Exercise directions:
Show every line of the material below that contains the word "plumage", copying each such line in full.

** Start of Source data **

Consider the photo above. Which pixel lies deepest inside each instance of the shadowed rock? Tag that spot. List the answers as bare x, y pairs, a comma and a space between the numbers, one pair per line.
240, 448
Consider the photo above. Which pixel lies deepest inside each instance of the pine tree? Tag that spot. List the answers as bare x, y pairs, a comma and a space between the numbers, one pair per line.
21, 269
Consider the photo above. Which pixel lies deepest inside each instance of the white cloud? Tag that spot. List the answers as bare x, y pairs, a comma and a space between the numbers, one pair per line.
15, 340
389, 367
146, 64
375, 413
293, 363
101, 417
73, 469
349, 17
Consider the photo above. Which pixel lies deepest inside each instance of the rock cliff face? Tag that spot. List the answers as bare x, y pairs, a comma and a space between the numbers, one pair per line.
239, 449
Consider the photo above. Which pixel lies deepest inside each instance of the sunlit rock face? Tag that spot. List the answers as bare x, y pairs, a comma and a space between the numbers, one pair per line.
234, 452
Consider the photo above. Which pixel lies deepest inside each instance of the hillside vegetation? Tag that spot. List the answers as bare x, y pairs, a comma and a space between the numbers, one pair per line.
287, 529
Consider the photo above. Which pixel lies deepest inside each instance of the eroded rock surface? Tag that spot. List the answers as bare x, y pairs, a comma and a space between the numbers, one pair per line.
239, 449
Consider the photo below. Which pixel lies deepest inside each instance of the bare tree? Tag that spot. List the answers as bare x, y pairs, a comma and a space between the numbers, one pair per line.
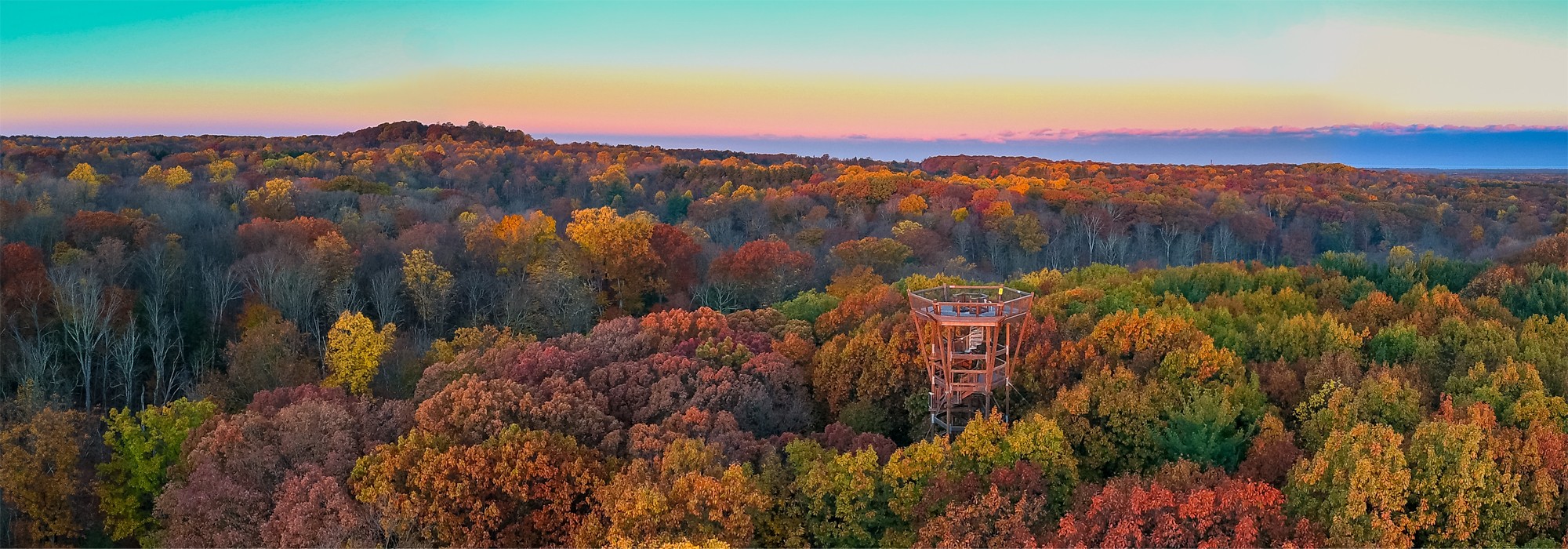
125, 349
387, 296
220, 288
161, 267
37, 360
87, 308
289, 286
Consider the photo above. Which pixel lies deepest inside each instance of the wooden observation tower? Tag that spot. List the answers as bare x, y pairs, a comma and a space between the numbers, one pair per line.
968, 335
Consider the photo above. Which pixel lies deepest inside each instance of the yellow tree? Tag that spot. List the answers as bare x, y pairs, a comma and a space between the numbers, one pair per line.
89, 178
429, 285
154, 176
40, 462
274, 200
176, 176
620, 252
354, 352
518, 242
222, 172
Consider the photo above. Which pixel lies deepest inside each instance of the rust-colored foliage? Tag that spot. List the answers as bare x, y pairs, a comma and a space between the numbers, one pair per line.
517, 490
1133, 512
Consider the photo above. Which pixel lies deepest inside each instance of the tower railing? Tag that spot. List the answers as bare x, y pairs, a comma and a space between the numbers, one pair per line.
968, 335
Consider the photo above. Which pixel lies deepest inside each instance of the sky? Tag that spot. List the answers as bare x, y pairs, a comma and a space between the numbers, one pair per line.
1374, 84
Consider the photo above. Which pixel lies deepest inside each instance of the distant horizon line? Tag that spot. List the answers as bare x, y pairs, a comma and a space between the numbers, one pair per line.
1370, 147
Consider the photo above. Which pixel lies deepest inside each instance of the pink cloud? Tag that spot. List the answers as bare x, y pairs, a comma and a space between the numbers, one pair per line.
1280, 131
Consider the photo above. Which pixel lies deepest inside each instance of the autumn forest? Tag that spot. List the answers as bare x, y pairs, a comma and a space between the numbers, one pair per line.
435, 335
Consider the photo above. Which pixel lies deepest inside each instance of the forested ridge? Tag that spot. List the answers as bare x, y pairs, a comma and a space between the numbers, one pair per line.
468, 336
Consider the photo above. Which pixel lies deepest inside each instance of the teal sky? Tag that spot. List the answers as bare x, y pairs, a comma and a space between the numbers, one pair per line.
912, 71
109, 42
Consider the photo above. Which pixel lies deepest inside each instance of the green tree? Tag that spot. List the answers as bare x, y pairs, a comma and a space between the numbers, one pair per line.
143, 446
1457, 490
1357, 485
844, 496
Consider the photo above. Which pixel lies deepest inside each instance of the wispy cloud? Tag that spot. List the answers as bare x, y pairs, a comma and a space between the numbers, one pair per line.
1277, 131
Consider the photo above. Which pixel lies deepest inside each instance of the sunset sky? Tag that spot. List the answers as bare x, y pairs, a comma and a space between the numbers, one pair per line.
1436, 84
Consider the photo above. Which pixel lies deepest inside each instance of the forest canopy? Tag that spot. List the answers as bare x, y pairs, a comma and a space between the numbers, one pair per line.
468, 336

** End of Source data **
** Start of Source data **

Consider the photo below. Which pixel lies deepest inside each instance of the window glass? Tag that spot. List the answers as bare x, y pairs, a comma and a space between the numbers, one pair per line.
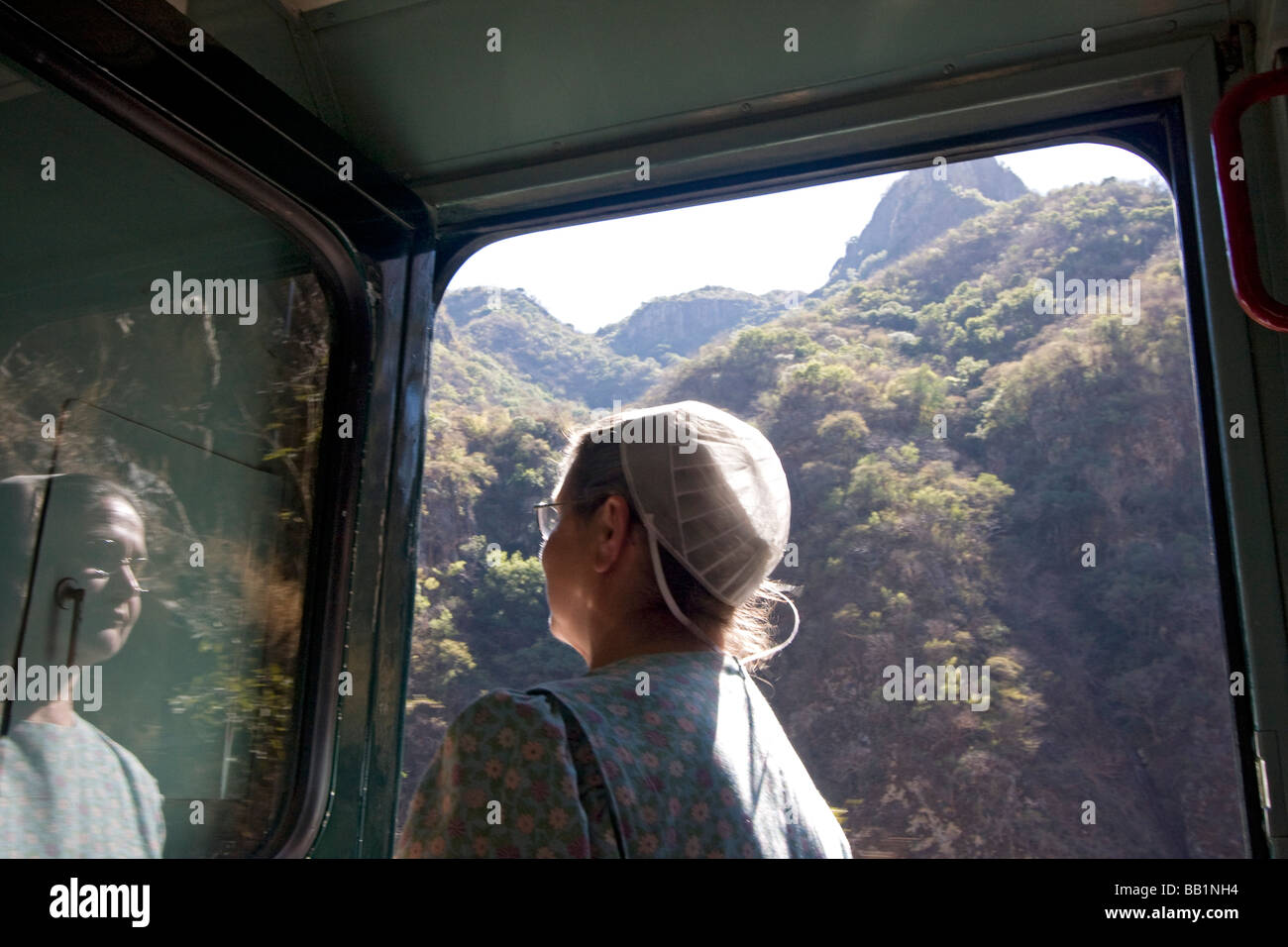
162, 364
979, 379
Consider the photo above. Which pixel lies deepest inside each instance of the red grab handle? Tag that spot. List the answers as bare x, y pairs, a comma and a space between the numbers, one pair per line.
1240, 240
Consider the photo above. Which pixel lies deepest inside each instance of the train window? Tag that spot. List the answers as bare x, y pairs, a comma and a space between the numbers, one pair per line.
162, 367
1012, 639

** End of Source data **
** Start of Source data **

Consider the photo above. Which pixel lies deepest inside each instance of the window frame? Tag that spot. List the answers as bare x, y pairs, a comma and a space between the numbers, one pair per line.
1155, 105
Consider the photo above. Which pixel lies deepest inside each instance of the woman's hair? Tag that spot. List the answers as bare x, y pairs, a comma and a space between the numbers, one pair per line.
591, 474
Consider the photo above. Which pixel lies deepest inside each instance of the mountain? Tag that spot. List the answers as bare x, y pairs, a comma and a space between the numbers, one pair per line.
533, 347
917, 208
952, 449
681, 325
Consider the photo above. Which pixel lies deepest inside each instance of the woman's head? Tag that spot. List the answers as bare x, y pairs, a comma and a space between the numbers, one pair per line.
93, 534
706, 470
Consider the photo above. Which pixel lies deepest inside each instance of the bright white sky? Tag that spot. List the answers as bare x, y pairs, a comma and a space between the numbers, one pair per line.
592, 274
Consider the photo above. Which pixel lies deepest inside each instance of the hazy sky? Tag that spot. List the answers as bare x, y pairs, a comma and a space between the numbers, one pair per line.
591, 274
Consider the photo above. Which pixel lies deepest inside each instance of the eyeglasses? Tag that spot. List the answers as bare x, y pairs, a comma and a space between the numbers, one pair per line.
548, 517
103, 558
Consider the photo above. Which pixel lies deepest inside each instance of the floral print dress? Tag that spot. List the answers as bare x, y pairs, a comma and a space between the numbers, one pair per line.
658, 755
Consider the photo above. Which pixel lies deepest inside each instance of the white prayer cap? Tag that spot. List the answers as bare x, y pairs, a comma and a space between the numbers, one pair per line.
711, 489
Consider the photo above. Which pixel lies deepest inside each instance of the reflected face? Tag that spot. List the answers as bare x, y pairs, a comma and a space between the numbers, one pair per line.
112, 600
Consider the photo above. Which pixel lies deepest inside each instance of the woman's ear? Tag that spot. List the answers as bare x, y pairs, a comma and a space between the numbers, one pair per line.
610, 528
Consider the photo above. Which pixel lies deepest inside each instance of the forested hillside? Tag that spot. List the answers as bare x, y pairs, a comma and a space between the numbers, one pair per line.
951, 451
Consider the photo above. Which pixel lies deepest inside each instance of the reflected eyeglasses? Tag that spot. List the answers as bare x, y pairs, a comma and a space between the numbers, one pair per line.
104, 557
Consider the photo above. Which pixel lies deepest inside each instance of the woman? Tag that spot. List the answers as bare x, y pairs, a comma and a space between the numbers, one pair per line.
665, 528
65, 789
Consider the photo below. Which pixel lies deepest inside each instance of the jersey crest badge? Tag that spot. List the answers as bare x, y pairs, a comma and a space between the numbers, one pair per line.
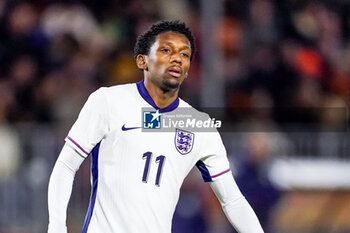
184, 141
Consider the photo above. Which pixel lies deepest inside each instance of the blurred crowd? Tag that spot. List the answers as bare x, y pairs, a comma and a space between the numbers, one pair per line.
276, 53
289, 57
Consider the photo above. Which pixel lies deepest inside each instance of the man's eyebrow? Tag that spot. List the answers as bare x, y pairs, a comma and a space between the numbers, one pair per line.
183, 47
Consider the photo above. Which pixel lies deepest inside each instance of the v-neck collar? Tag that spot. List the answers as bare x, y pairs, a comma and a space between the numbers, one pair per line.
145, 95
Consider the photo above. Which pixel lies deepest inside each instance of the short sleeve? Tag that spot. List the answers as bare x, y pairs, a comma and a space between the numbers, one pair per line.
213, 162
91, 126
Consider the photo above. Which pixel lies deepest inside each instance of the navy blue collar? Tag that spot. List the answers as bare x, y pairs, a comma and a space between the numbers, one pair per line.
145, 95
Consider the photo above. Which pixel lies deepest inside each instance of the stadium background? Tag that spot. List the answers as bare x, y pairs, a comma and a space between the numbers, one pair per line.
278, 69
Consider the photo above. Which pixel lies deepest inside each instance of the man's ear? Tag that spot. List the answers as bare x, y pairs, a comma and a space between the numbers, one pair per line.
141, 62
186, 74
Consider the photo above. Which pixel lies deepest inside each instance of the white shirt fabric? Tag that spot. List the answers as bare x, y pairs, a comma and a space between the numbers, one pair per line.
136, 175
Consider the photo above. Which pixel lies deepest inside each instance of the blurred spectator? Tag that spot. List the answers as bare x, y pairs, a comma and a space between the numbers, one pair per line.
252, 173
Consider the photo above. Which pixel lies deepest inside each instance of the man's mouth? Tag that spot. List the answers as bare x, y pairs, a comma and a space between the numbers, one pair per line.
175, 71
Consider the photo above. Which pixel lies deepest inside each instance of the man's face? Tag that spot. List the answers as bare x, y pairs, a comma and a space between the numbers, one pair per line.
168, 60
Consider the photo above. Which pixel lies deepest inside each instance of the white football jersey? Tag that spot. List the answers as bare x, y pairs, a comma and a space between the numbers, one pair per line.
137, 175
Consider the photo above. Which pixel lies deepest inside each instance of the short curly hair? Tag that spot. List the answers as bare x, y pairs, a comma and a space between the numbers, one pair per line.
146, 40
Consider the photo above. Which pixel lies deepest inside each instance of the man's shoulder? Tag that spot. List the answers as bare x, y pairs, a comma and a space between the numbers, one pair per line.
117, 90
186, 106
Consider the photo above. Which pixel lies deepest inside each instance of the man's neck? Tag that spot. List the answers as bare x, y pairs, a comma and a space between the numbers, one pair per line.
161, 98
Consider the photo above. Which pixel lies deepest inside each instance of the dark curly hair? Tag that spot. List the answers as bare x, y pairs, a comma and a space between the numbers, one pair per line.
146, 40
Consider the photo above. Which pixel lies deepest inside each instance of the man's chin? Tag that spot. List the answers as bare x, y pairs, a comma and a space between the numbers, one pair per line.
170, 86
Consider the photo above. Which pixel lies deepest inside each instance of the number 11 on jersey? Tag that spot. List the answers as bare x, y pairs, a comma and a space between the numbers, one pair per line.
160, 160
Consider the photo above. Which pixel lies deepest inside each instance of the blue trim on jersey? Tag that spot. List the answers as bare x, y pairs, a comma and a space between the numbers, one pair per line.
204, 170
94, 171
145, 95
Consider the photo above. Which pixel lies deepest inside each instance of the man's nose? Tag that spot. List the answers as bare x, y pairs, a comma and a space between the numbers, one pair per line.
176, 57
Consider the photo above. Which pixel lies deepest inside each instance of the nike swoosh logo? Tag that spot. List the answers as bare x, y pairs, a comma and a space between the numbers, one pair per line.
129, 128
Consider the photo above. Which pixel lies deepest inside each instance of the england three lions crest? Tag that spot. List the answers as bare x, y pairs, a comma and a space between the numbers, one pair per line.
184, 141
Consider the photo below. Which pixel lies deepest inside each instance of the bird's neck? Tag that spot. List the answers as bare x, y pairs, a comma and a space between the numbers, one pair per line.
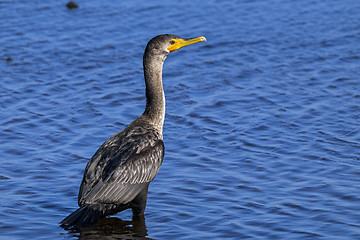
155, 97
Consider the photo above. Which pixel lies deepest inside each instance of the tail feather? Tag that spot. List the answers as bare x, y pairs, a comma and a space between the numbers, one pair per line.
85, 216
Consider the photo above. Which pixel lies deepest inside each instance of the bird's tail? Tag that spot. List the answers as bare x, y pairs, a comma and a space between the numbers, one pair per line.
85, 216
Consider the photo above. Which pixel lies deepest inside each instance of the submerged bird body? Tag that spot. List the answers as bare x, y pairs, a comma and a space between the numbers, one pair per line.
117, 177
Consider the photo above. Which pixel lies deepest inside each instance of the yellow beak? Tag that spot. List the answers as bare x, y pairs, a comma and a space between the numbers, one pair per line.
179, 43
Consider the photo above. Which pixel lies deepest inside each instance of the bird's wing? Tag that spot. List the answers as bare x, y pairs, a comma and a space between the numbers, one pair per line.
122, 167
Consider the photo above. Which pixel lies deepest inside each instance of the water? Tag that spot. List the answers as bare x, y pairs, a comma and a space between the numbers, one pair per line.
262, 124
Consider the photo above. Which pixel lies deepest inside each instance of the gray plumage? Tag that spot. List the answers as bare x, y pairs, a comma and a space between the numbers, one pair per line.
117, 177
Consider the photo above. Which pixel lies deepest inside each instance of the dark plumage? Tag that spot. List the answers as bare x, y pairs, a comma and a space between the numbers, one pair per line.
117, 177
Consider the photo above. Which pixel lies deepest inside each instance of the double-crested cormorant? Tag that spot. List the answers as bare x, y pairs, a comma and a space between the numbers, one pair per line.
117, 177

** End of Source data **

Result:
Consider the photo above. Which pixel lies deepest inside each instance of the gray plumage? Tag that spot. List the answers as bare x, y pairs, a comma and a space between the numbers, one pair per line.
Consider the photo above. Which pixel lies deepest inside each instance of the dark plumage? Tag that spot. List the answers as bare x, y pairs, a comma and a space between the numbers, one pair per line.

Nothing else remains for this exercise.